What the exercise asks
Write out the following material line for line, changing nothing.
══════════════════════════════
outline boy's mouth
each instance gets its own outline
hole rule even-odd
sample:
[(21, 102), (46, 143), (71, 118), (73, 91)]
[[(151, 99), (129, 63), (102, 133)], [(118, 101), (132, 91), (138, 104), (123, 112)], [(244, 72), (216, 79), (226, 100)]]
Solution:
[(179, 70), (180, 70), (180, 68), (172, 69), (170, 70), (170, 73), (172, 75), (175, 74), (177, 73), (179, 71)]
══════════════════════════════
Answer to the exercise
outline boy's mouth
each instance gets its own outline
hole rule even-odd
sample:
[(21, 102), (46, 143), (71, 118), (73, 91)]
[[(151, 99), (129, 63), (102, 133)], [(118, 101), (132, 91), (138, 104), (123, 112)], [(244, 72), (216, 79), (226, 100)]]
Solution:
[(179, 70), (180, 70), (180, 68), (172, 69), (170, 70), (170, 73), (172, 75), (175, 74), (177, 73), (179, 71)]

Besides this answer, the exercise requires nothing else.